The study released over the weekend said Asian countries like the Philippines are turning to US liquefied natural gas (LNG) deals despite trade concerns, volatile prices, supply disruptions and policy uncertainty.
Clean energy remains lucrative
It said that Asian nations can, instead, focus on demand for clean energy, which continues to grow outside the US market as it “remains lucrative despite short-term disruptions.”
Ember said in its report that as of end-2022, three-quarters of the global population live in net fossil-importing nations which include all of Greater China, South Asia and Northeast Asia; 99 percent of Europe; 2/3 of Africa; and nearly half the populations of Southeast Asia and Latin America.
“The decline of the Pax Americana, rising regional conflicts, increasingly contested maritime routes, and intensifying tariff wars have placed global trade under greater threat than at any time since World War II,” the report warned.
“What was once seen as efficient interdependence has become a national security liability. If energy imports were cut off, three-quarters of the world’s economies would grind to a halt—trucks would stop, factories would shut down, and lights would go dark.”
It pointed out that as of the end-2022, fossil fuel imports accounted for more than half of primary energy use in at least 52 countries, including the Philippines with a 52 percent reliance on imported fossil fuel.

[Collected data entries]

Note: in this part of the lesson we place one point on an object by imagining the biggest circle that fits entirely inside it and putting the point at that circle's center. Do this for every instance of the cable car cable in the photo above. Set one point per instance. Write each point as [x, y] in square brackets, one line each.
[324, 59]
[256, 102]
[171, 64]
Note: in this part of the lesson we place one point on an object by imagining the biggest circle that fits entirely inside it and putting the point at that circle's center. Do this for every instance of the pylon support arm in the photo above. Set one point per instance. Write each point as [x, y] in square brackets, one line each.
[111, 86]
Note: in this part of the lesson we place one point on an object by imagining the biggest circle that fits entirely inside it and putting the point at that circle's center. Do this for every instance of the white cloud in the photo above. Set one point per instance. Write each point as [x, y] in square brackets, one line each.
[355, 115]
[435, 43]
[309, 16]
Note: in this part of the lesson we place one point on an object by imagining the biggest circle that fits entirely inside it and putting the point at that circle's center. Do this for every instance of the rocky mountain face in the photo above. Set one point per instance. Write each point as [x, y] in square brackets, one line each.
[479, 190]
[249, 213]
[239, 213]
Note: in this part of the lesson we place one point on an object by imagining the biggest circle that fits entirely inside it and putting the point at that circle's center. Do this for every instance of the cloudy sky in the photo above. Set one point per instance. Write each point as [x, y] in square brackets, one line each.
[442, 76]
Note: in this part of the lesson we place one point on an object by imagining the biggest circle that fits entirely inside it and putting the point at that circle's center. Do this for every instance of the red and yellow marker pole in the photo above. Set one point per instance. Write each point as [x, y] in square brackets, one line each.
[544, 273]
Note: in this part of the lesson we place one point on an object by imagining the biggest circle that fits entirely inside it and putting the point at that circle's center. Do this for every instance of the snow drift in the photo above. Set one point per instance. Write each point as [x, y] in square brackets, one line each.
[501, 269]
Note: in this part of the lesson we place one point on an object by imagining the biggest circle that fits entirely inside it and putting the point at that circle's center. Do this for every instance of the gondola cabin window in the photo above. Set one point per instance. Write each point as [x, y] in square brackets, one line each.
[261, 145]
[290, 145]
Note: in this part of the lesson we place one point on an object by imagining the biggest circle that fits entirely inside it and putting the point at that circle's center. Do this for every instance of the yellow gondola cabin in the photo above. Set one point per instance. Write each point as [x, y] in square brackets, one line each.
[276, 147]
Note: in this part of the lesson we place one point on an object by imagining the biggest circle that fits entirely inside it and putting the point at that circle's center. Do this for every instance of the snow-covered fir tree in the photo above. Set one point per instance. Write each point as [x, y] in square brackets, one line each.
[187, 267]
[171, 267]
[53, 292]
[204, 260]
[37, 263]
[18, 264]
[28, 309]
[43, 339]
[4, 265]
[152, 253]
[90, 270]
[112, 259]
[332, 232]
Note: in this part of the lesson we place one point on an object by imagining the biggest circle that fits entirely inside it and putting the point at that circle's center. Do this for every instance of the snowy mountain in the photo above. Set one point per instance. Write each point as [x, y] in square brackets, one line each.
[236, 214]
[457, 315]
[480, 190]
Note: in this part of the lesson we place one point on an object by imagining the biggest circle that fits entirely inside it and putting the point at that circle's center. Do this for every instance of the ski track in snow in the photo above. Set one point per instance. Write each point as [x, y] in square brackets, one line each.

EXERCISE PROMPT. Pick up the text on Asian energy imports and clean energy from its last sentence and continue it. The listing above is separate material, unrelated to the text about fossil fuel imports and clean energy.

RESULT FOR THIS EXERCISE.
Avoid fossil fuel reliance
“Countries must act swiftly to localize electricity generation, electrify end uses, and enhance efficiency. That requires doubling down especially on electrification, and avoiding increased reliance on fossil fuel imports in growing economies,” the report added.
It said at present, some countries are pursuing a two-pronged strategy by shifting energy supply to local renewables and directing energy use toward domestically generated electricity.
The report claims that renewable potential is 120 times greater than fossil fuels and available everywhere which makes energy independence within reach of every nation.
It also mentioned that countries may focus on electric vehicles (EVs), heat pumps and RE to cut net fossil fuel imports by 70 percent and generate $1.3 trillion worth of savings globally.
“The largest gain comes from EVs replacing oil in road transport by 1/3. Scaling solar and wind to displace fossil fuels in power generation can save another 23 percent while heat pumps replacing imported fossil fuels for buildings adds a further 14 percent,” the report said.
Accelerate clean energy transition
Muyi Yang, senior policy analyst of Ember, said Southeat Asia’s “vast, growing, and increasingly affluent domestic market is a vital hedge against external volatility. By accelerating its clean energy transition, the region can future-proof its industries while advancing its climate goals.”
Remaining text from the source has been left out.